▶ _TRECHO PARA LEITURA_:
________________________

E isso diz muito de Jackie como mulher, como esposa, como viúva e também como um belíssimo drama do chileno Pablo Larraín (Neruda), que primeiro foi idealizado como uma minissérie para a HBO pelo roteirista Noah Oppenheim. Sem perder tempo, Larraín enquadra a narrativa como uma entrevista de Jackie (Natalie Portman) ao repórter Theodore H. White (que permanece sem nome na fita e é vivido por Billy Crudup), da revista Life. Curiosamente, o artigo final, que é escrito com base nesta entrevista, é curtíssimo e sem detalhes, apesar de belo, mas Oppenheim teve acesso, na verdade, à todas as anotações de White, que depositou o material completo perante a Biblioteca do Congresso após o falecimento de Jackie, em 1994.

O resultado é um rico retrato de uma Jackie abalada, mas forte, apenas alguns dias depois do trágico momento que testemunha, com alguns flashbacks não-lineares para três momentos chave para a condução da história: o famoso tour televisionado de Jackie pela Casa Branca no começo do mandato do marido, o assassinato e os momentos seguintes a ele até o enterro e uma conversa com um padre (o saudoso John Hurt, em um de seus últimos papéis). O foco é sempre na Primeira Dama, com uma câmera que tenta se aproximar fisicamente ao máximo da personagem, permitindo-nos um grau de intimidade quase desconcertante.

Essa impressão de veracidade e realismo é amplificada pela fenomenal fotografia de Stéphane Fontaine (Capitão Fantástico) que trabalha uma paleta de cores em tons pasteis que ao mesmo tempo reflete o estilo da época e os famosos figurinos de Jackie Kennedy (que, na verdade, se confundem com – ou, melhor, ajudaram a criar – o estilo da época). Além disso, o grão da película é propositalmente aparente, emprestando aquela impressão de obra documental antiga que muito bem se mistura com as reconstruções de época, especialmente as sequências do passeio pela Casa Branca e do cortejo fúnebre. Aliás, o design de produção é arrebatador em suas minúcias, em seu detalhismo, em sua grandiosidade íntima.

________________________

Responda com base na crítica sobre o filme Jackie, acima:
1. Para qual revista trabalhava o repórter Theodore H. White?
2. Qual ator interpreta o padre com quem Jackie conversa?
3. Quem é o responsável pela fotografia do filme?

________________________

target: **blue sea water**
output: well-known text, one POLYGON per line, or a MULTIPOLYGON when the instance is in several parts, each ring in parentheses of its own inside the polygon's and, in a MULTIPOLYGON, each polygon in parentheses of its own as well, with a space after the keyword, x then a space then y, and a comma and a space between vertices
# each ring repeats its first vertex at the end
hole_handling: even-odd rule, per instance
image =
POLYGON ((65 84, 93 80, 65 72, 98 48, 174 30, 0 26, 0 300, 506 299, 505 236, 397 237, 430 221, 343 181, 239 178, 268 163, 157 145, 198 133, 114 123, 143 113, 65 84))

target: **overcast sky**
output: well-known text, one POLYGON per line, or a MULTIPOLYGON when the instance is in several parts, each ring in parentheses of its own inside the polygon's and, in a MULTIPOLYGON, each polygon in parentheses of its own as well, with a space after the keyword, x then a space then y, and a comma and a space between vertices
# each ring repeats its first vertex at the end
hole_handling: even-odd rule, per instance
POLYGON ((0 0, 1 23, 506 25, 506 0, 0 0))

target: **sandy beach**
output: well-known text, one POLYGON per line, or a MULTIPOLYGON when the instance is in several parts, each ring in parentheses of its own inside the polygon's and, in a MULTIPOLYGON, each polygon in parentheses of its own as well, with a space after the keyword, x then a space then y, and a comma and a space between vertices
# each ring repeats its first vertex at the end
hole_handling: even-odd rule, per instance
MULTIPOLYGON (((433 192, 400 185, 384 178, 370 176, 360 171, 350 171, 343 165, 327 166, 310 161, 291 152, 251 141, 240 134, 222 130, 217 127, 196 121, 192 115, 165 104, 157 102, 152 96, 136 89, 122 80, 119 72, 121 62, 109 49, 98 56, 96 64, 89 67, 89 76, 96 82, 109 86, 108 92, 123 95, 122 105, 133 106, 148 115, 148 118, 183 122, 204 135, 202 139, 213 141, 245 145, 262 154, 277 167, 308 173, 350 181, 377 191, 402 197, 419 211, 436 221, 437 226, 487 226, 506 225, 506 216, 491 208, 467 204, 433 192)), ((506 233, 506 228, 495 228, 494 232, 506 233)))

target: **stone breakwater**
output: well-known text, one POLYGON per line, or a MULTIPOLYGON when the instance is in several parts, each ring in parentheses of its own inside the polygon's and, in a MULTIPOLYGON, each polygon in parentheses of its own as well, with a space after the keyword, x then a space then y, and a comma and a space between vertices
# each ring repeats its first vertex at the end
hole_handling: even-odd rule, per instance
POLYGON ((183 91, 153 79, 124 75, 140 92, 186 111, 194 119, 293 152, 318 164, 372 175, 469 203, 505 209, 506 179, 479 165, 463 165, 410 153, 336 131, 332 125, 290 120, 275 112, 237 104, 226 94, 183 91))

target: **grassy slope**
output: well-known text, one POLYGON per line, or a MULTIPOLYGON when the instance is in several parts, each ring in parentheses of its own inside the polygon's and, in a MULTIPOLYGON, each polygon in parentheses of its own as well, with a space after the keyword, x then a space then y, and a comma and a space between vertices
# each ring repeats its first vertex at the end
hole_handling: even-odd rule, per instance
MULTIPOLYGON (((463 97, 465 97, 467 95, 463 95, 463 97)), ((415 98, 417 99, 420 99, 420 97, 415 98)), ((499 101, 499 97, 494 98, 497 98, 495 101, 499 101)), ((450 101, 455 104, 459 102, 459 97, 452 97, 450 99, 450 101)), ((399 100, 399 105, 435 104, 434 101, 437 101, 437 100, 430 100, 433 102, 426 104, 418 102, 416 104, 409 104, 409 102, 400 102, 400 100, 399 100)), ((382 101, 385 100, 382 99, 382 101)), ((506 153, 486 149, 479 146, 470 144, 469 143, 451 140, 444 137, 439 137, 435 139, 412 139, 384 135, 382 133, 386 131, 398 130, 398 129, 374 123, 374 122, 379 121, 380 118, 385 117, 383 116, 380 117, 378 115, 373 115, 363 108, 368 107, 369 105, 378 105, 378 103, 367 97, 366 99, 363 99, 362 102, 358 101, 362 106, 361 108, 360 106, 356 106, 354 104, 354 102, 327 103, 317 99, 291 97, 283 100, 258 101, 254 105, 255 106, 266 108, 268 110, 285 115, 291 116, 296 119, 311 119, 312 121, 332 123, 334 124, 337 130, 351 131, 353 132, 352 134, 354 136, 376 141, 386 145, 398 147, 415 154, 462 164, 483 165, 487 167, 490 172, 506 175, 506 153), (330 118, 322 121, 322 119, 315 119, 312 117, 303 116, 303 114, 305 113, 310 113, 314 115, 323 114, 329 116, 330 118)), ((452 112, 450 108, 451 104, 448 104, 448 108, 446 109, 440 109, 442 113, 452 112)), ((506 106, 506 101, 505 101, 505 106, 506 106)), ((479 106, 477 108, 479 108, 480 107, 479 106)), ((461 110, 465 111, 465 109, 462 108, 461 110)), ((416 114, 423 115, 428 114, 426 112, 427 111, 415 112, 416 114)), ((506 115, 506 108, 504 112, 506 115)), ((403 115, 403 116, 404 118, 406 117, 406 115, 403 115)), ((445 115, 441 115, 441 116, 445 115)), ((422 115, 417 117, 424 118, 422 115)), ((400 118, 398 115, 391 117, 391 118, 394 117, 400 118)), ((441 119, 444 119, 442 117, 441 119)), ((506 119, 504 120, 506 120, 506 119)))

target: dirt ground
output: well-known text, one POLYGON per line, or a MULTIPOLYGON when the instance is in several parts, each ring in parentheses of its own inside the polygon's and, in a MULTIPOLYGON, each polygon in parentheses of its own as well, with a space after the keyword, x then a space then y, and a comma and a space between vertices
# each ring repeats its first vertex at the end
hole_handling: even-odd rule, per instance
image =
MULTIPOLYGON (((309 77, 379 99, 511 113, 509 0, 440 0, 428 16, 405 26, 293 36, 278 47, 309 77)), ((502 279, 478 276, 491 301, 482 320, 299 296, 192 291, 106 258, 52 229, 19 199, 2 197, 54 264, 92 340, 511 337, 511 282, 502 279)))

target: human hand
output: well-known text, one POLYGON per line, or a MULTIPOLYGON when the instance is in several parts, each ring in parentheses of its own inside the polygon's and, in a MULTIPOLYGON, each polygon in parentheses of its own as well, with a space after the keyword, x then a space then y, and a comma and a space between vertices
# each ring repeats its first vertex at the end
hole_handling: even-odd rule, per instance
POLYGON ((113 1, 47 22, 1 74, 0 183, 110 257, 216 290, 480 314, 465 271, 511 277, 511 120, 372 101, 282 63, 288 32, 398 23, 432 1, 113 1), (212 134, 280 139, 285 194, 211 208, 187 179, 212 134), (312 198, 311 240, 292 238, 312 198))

________________________

▶ _SOLUÇÃO DO EXERCÍCIO_:
1. Theodore H. White trabalhava para a revista Life.
2. O padre é interpretado por John Hurt.
3. A fotografia do filme é de Stéphane Fontaine.